▶ **Written request**
Determine how many lines of the material below contain the string "black", with letter case taken into account. Reply with that number alone.

▶ **Dataset**
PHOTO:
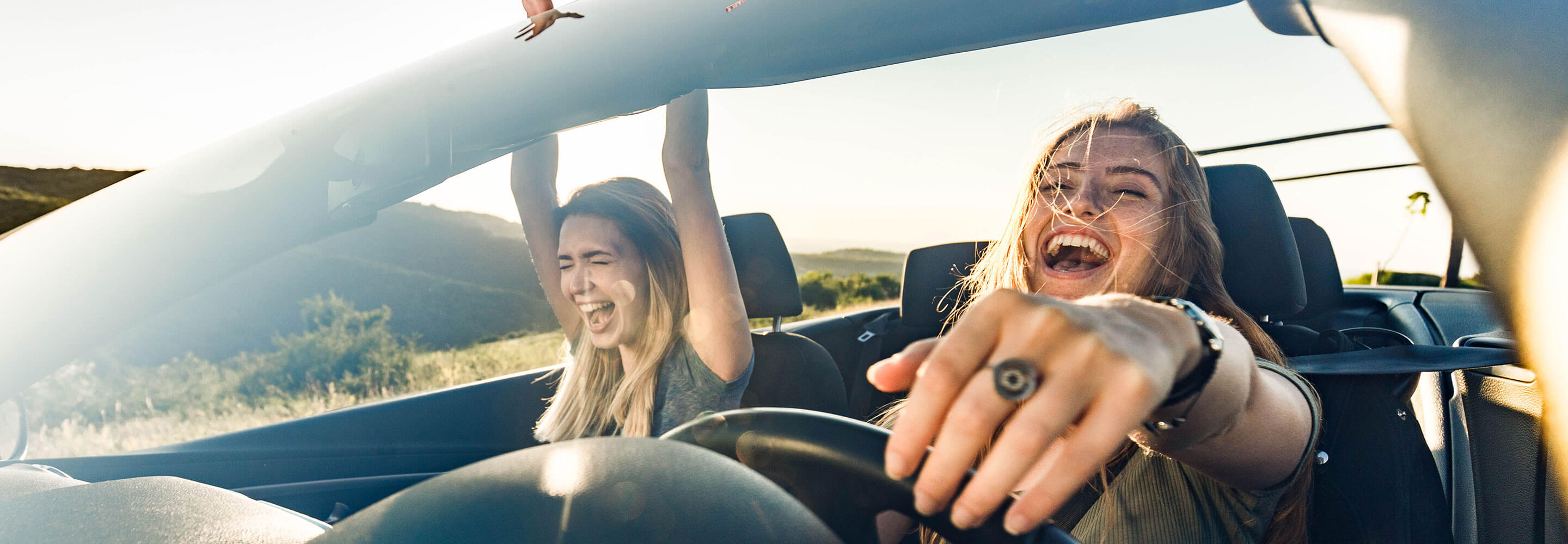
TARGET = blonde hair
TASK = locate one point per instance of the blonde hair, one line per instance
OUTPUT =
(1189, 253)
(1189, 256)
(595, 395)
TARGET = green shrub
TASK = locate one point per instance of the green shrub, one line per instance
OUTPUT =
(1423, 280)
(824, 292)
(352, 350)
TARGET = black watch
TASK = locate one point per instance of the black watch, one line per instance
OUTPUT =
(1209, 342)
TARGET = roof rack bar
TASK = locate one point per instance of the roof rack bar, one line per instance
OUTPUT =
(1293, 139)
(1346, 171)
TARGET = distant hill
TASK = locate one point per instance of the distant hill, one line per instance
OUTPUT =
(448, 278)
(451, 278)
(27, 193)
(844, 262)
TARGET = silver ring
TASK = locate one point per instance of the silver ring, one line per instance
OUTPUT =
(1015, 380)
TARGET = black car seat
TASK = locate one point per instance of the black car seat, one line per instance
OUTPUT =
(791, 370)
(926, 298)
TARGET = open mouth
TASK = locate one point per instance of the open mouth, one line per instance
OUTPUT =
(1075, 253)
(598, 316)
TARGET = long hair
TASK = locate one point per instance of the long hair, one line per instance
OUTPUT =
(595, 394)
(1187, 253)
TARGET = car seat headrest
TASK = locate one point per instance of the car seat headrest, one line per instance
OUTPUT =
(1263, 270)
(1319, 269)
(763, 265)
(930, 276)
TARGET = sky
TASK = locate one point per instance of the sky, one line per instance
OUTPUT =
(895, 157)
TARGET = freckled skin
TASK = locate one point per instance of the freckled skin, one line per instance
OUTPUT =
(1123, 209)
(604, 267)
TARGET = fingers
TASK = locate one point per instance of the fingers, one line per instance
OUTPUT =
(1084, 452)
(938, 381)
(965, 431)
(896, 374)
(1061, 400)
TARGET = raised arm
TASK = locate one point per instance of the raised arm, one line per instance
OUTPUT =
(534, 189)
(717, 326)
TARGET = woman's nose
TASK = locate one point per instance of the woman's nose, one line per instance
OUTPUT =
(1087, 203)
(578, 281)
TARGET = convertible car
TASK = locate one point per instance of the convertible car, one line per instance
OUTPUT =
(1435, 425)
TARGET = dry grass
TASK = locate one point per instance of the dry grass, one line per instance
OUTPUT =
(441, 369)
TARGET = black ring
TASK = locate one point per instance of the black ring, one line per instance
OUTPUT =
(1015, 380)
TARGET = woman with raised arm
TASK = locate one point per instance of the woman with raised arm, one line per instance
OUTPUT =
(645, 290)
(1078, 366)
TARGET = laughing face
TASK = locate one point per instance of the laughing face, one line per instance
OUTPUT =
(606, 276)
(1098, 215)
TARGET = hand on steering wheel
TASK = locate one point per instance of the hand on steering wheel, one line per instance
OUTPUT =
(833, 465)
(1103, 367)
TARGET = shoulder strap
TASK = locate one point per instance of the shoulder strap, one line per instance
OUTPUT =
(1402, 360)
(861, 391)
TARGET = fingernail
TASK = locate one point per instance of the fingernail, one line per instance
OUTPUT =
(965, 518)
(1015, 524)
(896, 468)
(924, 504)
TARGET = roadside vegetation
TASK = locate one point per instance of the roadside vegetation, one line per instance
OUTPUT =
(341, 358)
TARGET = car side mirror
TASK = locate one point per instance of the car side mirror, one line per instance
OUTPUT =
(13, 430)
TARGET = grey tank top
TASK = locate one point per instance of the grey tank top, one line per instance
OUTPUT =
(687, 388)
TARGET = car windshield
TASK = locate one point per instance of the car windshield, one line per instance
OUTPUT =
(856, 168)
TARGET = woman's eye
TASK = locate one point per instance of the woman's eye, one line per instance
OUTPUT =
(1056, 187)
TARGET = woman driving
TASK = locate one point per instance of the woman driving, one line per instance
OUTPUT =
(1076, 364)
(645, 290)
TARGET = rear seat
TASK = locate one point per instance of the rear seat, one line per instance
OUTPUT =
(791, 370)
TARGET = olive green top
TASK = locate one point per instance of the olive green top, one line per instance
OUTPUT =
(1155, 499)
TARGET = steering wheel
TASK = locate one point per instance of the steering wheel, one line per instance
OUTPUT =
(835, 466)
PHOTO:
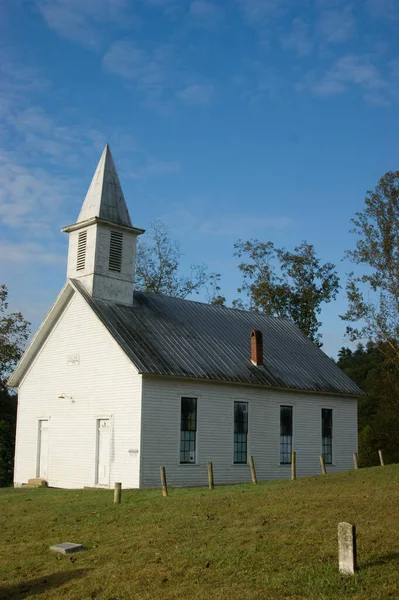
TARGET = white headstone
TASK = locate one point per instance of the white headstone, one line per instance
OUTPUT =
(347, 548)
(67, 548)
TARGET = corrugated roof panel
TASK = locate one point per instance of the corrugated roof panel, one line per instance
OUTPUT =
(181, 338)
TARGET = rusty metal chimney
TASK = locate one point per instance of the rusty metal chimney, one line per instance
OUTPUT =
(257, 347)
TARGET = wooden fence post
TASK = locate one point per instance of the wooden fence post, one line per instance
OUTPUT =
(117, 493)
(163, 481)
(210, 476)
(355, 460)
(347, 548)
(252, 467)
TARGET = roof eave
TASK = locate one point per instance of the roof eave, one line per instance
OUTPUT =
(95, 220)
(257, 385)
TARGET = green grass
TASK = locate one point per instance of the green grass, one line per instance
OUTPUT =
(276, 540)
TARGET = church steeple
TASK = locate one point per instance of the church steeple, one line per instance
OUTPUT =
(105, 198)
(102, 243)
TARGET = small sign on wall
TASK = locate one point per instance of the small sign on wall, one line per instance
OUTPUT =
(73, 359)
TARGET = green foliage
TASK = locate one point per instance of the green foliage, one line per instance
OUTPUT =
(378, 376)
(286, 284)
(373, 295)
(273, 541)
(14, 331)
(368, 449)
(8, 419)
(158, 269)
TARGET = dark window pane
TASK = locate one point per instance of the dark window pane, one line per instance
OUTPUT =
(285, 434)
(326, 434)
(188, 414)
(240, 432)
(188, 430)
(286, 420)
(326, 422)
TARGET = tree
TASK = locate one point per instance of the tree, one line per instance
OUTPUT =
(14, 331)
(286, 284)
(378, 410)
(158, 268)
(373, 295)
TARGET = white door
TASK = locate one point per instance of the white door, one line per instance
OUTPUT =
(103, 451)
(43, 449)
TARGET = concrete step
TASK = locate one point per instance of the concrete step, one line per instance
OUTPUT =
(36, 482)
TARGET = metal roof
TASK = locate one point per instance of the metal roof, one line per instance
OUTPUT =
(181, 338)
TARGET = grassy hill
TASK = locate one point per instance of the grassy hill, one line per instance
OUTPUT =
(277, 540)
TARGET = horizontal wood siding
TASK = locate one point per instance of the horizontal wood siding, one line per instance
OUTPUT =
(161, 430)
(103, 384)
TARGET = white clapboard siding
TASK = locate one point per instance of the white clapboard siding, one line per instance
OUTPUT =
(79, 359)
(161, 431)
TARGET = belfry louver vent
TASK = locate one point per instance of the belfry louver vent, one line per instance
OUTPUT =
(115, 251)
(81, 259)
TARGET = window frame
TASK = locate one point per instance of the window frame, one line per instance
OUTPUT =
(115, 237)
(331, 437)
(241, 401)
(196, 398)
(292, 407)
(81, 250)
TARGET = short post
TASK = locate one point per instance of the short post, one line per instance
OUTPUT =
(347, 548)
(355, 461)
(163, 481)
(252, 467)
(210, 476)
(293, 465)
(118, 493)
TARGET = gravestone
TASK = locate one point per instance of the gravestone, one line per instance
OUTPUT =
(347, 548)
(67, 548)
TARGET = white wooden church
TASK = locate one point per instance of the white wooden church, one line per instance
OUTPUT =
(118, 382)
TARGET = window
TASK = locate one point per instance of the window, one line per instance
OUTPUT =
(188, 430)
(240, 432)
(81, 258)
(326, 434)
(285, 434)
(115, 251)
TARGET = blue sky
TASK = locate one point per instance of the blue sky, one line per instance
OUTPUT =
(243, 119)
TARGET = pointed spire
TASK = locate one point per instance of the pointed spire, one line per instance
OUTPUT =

==

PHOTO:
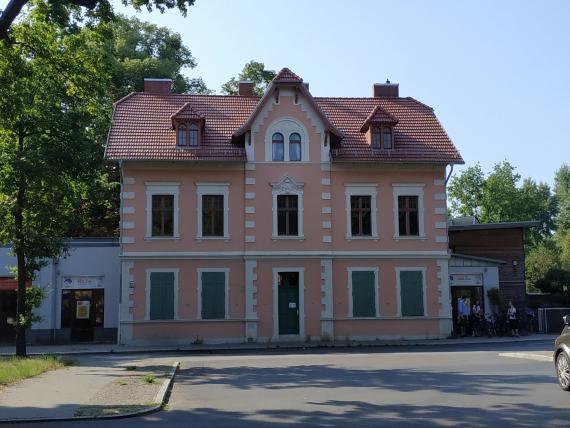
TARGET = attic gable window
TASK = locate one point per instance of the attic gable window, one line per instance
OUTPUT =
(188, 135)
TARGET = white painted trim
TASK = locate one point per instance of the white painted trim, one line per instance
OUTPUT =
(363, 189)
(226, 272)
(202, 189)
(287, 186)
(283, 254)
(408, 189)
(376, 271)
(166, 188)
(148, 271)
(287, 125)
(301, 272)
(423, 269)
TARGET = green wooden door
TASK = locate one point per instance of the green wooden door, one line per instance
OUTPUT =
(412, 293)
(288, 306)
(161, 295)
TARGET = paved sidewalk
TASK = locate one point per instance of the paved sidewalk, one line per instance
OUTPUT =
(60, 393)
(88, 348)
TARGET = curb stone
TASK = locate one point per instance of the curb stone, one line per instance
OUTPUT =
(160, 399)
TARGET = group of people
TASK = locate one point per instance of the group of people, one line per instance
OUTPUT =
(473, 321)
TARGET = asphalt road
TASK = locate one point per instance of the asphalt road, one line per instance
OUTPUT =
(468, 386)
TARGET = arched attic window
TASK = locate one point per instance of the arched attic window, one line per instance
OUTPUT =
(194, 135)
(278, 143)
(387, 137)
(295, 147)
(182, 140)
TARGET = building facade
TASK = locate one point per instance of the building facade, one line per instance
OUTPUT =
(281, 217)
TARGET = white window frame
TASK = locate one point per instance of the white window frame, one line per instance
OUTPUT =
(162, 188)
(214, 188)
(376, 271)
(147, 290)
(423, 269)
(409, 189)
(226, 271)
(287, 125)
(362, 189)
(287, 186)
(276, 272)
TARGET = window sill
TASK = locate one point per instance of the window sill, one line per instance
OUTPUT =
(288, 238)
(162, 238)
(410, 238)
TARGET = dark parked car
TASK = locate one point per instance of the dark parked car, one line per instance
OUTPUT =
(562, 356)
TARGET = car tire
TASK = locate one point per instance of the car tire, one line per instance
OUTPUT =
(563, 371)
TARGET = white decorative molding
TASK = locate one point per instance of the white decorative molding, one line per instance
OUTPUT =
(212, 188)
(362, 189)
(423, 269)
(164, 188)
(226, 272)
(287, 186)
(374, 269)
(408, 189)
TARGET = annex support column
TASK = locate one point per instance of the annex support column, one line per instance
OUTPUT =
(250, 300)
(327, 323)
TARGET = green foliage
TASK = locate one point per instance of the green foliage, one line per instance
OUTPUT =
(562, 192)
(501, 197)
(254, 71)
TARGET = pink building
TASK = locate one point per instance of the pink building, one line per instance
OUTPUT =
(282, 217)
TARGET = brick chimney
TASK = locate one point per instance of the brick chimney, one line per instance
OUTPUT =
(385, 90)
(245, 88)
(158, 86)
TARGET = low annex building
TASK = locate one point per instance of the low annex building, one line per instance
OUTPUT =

▶ **Written response**
6